Recently, I attended Million Women Rise in the centre of London. We marched for an end to male violence against women. At the gathering in Trafalgar Square that followed the march, the screen was displaying statistics about violence against women and girls (VAWG). I was merrily tweeting away, content that somebody was raising these issues and that I was surrounded by those who cared. Walking away after these kinds of events is always hard, as you walk back into a faceless crowd of people – a world away from the community of like-minded, proactive feminists I had just stepped away from.
Walking away is especially hard when the responses to your tweets come with an anti-feminist agenda. Did you know that 60-70% of child sex offenders target girls only, 10-20% both sexes and 10% boys only? I thought this was tweet-worthy because most people are aware that domestic violence is mainly an issue of male violence against women, but they may not be aware that gender-based violence also extends to child abuse. The fact that domestic and sexual abuses are issues of gender seems undeniable in the face of such statistics. However, in response to this tweet I received the following via Facebook:
I’m not sure what this is intended to illustrate, that we need to do more to challenge sexism within the child-predator community?
Of course, this point to me seems blindly ridiculous. I pointed out that that statistic was, for me, one of many reasons for feminism to exist. His response was to malign feminism, and accuse me of sidelining the issue of abuse in order to prioritise gender issues. At no point had I, or would I, claim that child abuse would be less heinous if the gender split were more equal, or that only a feminist could find sexual violence abhorrent – and suddenly I stood accused of this. However, I would argue that gender-based violence exists largely because of a basic lack of equality for women. His response, ‘I’m not sure if that point naturally follows on from the statistic’, may sadly be all too common.
As this report into the links between gender and violence from the Scottish government says, ‘If something overwhelmingly affects one section of the population, we need to ask why and we need to do something about it.’ To me, it’s an absolute no-brainer that if analysis shows that women and girls are the most affected by domestic and sexual abuse, we have to consider why. Even if you don’t consider that gender is the main issue to focus on in abuse cases, or that inequality is the cause of abuse of women by men, why not stop attacking feminists for trying to do humanitarian work and accept that the work needs to be done?

——————

What you need to do:
(1) In the post about Million Women Rise, what share of child sex offenders target girls only?
(2) Reproduce the part of the post about Million Women Rise starting with "As this report" and going on through "to be done?".
(3) In two sentences, what does the post about Million Women Rise say?
Nothing in the lines that come next is needed here.

Rows of box annotation data:
——————

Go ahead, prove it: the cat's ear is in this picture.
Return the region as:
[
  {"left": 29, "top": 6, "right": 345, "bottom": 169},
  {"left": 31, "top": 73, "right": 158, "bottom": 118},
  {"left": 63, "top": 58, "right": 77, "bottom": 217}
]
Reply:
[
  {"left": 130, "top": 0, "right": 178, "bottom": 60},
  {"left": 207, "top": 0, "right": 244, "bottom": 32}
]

——————

Solutions by task:
(1) 60-70% of child sex offenders target girls only.

(2)
As this report into the links between gender and violence from the Scottish government says, ‘If something overwhelmingly affects one section of the population, we need to ask why and we need to do something about it.’ To me, it’s an absolute no-brainer that if analysis shows that women and girls are the most affected by domestic and sexual abuse, we have to consider why. Even if you don’t consider that gender is the main issue to focus on in abuse cases, or that inequality is the cause of abuse of women by men, why not stop attacking feminists for trying to do humanitarian work and accept that the work needs to be done?

(3) After marching with Million Women Rise, the writer tweeted that most child sex offenders target girls only, and a man replied on Facebook by maligning feminism and accusing the writer of sidelining abuse to prioritize gender issues. The writer argues that gender-based violence exists largely because women lack equality, and that since women and girls are most affected by domestic and sexual abuse, people should ask why and stop attacking feminists for doing this work.